■ Short exercise ■
Make an exact copy of all the entries below, with the pictures left out.
────────
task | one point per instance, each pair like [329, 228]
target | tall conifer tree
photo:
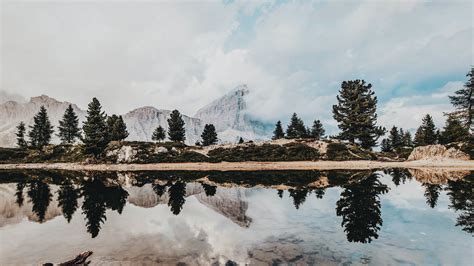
[278, 132]
[463, 100]
[356, 113]
[317, 131]
[296, 128]
[69, 126]
[95, 130]
[40, 133]
[20, 136]
[159, 134]
[426, 133]
[209, 135]
[453, 131]
[117, 128]
[176, 130]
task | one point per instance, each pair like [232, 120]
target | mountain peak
[43, 99]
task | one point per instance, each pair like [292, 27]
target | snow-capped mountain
[141, 123]
[229, 116]
[227, 113]
[12, 112]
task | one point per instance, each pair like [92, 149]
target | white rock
[126, 154]
[161, 150]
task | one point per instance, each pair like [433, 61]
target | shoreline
[248, 166]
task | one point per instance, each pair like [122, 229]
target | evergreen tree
[317, 131]
[40, 132]
[426, 133]
[159, 134]
[95, 130]
[463, 100]
[356, 113]
[278, 132]
[385, 145]
[19, 193]
[209, 135]
[453, 131]
[432, 194]
[407, 141]
[395, 138]
[20, 136]
[176, 131]
[360, 208]
[117, 128]
[69, 126]
[296, 128]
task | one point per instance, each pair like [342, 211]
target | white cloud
[177, 55]
[408, 111]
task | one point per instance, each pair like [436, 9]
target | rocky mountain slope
[229, 116]
[227, 113]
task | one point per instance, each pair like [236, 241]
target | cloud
[292, 55]
[408, 111]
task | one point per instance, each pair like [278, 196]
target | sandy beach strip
[248, 166]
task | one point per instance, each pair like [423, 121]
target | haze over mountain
[227, 113]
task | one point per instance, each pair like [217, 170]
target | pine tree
[20, 136]
[117, 128]
[317, 131]
[209, 135]
[95, 129]
[176, 131]
[278, 132]
[407, 140]
[463, 100]
[69, 126]
[453, 131]
[40, 133]
[395, 138]
[296, 128]
[385, 145]
[159, 134]
[426, 133]
[356, 113]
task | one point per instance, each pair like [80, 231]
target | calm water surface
[386, 217]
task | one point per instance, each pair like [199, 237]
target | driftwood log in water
[80, 259]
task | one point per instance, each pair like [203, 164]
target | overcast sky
[292, 55]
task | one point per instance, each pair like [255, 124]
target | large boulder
[437, 152]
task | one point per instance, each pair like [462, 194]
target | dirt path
[249, 166]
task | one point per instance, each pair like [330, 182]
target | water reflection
[358, 206]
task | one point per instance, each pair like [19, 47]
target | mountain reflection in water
[41, 196]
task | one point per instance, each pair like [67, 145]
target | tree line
[98, 130]
[356, 115]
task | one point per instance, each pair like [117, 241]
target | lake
[385, 217]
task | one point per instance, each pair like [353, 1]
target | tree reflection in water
[177, 194]
[359, 203]
[97, 198]
[432, 193]
[67, 199]
[299, 196]
[461, 195]
[359, 206]
[40, 196]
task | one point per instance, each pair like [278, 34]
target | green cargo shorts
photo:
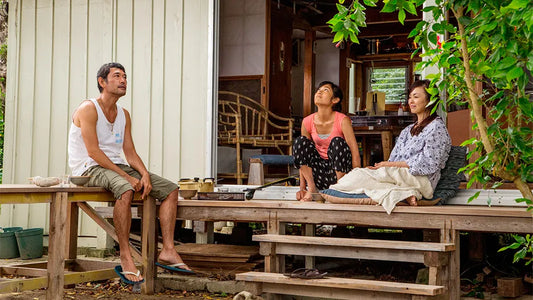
[118, 185]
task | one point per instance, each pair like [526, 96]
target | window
[390, 80]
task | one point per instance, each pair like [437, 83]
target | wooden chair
[245, 123]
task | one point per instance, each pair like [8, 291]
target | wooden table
[448, 220]
[64, 203]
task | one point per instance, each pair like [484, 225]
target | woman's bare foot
[129, 266]
[411, 201]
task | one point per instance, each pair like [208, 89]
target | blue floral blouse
[426, 153]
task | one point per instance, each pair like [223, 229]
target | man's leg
[167, 219]
[122, 220]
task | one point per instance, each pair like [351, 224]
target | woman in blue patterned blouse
[422, 147]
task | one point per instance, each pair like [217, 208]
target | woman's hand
[398, 164]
────────
■ Response ■
task | one point per instance, each pair like [329, 228]
target | tall conifer tree
photo:
[278, 132]
[463, 100]
[356, 113]
[317, 131]
[296, 128]
[69, 126]
[95, 130]
[40, 133]
[20, 136]
[159, 134]
[426, 133]
[209, 135]
[453, 131]
[117, 128]
[176, 130]
task | one point per instance, each pair like [232, 120]
target | mountain peak
[43, 99]
task | one point per instance, each pair like [292, 27]
target | snow-capped mountain
[141, 123]
[229, 116]
[227, 113]
[12, 112]
task | one point per instance, each pair like [92, 149]
target | white rock
[126, 154]
[161, 150]
task | one point per instance, each pair like [433, 61]
target | shoreline
[248, 166]
task | one point per instance, each pair like [122, 229]
target | evergreen tree
[317, 131]
[40, 132]
[426, 133]
[159, 134]
[95, 130]
[463, 100]
[356, 113]
[278, 132]
[385, 145]
[19, 193]
[209, 135]
[453, 131]
[432, 194]
[407, 141]
[395, 138]
[20, 136]
[176, 131]
[360, 208]
[117, 128]
[69, 126]
[296, 128]
task | one point per instance, each pair like [342, 211]
target | white cloud
[177, 55]
[408, 111]
task | one point per instance, each pair like [436, 9]
target | rocky mountain slope
[229, 116]
[227, 113]
task | one point per instance, each pair like [236, 241]
target | cloud
[292, 55]
[408, 111]
task | one point per instance, each pair like [278, 196]
target | sandy beach strip
[248, 166]
task | one point per instance, each pair like [423, 121]
target | haze over mountain
[227, 113]
task | one point per instance, each pair like [217, 170]
target | pine tree
[20, 136]
[117, 128]
[317, 131]
[209, 135]
[95, 129]
[176, 131]
[278, 132]
[407, 140]
[463, 100]
[69, 126]
[453, 131]
[40, 133]
[395, 138]
[296, 128]
[385, 145]
[159, 134]
[426, 133]
[356, 113]
task | one point per instance, each pair like [80, 231]
target | calm water surface
[386, 217]
task | one point per instance, each pair like [199, 237]
target | driftwood log in water
[80, 259]
task | one point per instance, each pair like [203, 164]
target | overcast sky
[292, 55]
task | one point per instance, each pair like [255, 124]
target | large boulder
[437, 152]
task | one point per instance, each pair like [462, 194]
target | dirt path
[249, 166]
task | one point per instance, each pair like [330, 182]
target | water reflection
[358, 206]
task | one point per instance, each pair like [19, 47]
target | mountain reflection in water
[41, 196]
task | one point per instance, each pair like [67, 145]
target | tree line
[98, 130]
[356, 115]
task | one point per instance, each pair like [117, 241]
target | lake
[385, 217]
task | one point per instance, each pair like [353, 1]
target | tree reflection in water
[177, 194]
[359, 203]
[97, 198]
[432, 193]
[67, 199]
[299, 196]
[461, 195]
[359, 206]
[40, 196]
task | one point per instance, each pair like [278, 34]
target | green cargo shorts
photo:
[118, 185]
task | one point per instance, each pair like [526, 96]
target | window
[390, 80]
task | one point per instance, each pair like [437, 83]
target | wooden chair
[245, 123]
task | one point per instance, each pair like [8, 291]
target | wooden table
[448, 220]
[64, 203]
task | one point per instance, each pair like [484, 225]
target | woman's bare foot
[129, 266]
[411, 201]
task | one point per instance, each pair like [208, 89]
target | blue floral blouse
[426, 153]
task | one point per instance, each pair like [223, 229]
target | man's leg
[167, 219]
[122, 220]
task | one point per instance, each pair like [351, 224]
target | woman in blue patterned blouse
[422, 147]
task | one point per instance, each pair like [217, 208]
target | woman's hand
[398, 164]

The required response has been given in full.